_Document passage_
....................
Re: Optimising csum_fold()
From: Willy Tarreau
Date: Tue Nov 22 2022 - 11:25:42 EST
On Tue, Nov 22, 2022 at 01:08:23PM +0000, David Laight wrote:
> There are currently 20 copies of csum_fold(), some in C some in assembler.
> The default C version (in asm-generic/checksum.h) is pretty horrid.
> Some of the asm versions (including x86 and x86-64) aren't much better.
>
> There are 3 pretty good C versions:
> 1: (~sum - rol32(sum, 16)) >> 16
> 2: ~(sum + rol32(sum, 16)) >> 16
> 3: (u16)~((sum + rol32(sum, 16)) >> 16)
> All three are (usually) 4 arithmetic instructions.
>
> The first two have the advantage that the high bits are zero.
> Relevant when the value is being checked rather than set.
>
> The first one can generate better instruction scheduling (the rotate
> and invert can be executed in the same clock).
>
> The 3rd one saves an instruction on arm, but may need masking.
> (I've not compiled an arm kernel to see how often that happens.)
>
> The only architectures where (I think) the current asm code is better
> than the C above are sparc and sparc64.
> Sparc doesn't have a rotate instruction, but does have a carry flag.
> This makes the current asm version one instruction shorter.
>
> For architectures like mips and risc-v which have neither rotate
> instructions nor carry flags the C is as good as the current asm.
> The rotate is 3 instructions - the same as the extra cmp+add.
>
> Changing everything to use [1] would improve quite a few architectures
> while only adding 1 clock to some paths in arm/arm64 and sparc.
>
> Unfortunately it is all currently a mess.
> Most architectures don't include asm-generic/checksum.h at all.
>
> Thoughts?
Then why not just have one version per arch, the most efficient one,
and use it everywhere ? The simple fact that we're discussing the
tradeoffs means that if we don't want to compromise performance here
(which I assume to be the case), then it needs to be per-arch and
that's all. At least that's the way I understand it.
Regards,
Willy
....................
_Goal 1_
In the csum_fold() thread, which architectures have current asm code that is better than the C versions, in David Laight's view?
_Goal 2_
Please reproduce everything in the csum_fold() thread from "From: Willy Tarreau" down to "bits are zero.", word for word.

_Data shown_
....................
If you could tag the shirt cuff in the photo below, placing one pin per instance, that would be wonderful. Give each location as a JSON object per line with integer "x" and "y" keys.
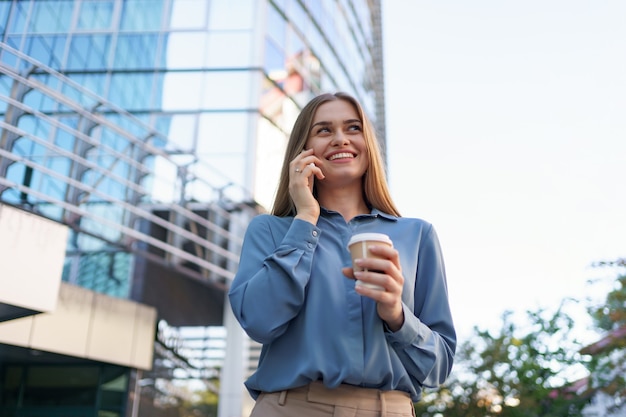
....................
_Written answer 1_
Sparc and sparc64.

_Written answer 2_
From: Willy Tarreau
Date: Tue Nov 22 2022 - 11:25:42 EST
On Tue, Nov 22, 2022 at 01:08:23PM +0000, David Laight wrote:
> There are currently 20 copies of csum_fold(), some in C some in assembler.
> The default C version (in asm-generic/checksum.h) is pretty horrid.
> Some of the asm versions (including x86 and x86-64) aren't much better.
>
> There are 3 pretty good C versions:
> 1: (~sum - rol32(sum, 16)) >> 16
> 2: ~(sum + rol32(sum, 16)) >> 16
> 3: (u16)~((sum + rol32(sum, 16)) >> 16)
> All three are (usually) 4 arithmetic instructions.
>
> The first two have the advantage that the high bits are zero.